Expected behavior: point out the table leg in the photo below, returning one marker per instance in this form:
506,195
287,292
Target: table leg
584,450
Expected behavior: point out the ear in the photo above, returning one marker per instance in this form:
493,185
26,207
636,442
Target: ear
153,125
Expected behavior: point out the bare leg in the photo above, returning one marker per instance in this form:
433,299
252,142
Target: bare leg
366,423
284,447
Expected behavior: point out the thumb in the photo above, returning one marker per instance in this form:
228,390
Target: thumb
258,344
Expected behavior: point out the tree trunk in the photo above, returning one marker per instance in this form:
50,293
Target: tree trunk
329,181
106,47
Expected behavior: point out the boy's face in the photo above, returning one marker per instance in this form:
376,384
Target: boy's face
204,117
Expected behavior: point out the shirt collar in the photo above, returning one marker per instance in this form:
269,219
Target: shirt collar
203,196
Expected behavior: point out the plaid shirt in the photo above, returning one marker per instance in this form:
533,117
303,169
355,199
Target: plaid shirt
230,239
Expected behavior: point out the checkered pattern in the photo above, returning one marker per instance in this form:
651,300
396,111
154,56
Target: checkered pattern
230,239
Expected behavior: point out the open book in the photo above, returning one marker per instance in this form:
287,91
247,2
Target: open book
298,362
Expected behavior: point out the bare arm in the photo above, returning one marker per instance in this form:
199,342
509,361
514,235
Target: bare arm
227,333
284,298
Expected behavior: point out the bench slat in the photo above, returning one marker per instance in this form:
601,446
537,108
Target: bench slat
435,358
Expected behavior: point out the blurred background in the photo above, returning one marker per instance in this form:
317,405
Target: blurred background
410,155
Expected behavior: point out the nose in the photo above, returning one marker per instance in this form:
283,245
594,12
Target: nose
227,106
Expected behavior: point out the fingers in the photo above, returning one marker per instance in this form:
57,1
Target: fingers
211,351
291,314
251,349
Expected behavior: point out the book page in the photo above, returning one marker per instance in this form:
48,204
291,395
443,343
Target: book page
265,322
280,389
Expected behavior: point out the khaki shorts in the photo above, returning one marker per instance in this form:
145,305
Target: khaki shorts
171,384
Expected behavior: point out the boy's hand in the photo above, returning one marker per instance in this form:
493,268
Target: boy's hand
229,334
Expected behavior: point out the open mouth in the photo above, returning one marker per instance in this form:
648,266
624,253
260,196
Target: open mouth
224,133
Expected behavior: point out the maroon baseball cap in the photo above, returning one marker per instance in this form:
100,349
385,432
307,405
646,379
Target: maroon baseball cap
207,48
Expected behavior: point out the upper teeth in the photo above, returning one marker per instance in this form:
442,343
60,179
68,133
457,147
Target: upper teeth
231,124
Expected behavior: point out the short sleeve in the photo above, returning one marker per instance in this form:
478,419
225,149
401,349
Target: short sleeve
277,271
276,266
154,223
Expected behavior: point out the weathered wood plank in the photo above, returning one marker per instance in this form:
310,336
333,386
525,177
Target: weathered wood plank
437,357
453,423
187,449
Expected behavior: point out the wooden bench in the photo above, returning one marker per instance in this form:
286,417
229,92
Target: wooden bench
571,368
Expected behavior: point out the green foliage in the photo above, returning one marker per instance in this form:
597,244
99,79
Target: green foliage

--

課題の目的 >> 「Expected behavior: point out the wooden」を含む行から項目の終わりまでの部分だけを、「wooden bench」を「park bench」に置き換えて書き直すこと。それ以外は一切変えない。

課題の解答 >>
Expected behavior: point out the park bench in the photo above, returning one marker per instance in this form:
286,417
229,92
Target: park bench
571,368
Expected behavior: point out the green foliage in the photo above, returning one marker per instance in this form:
597,244
99,79
Target: green foliage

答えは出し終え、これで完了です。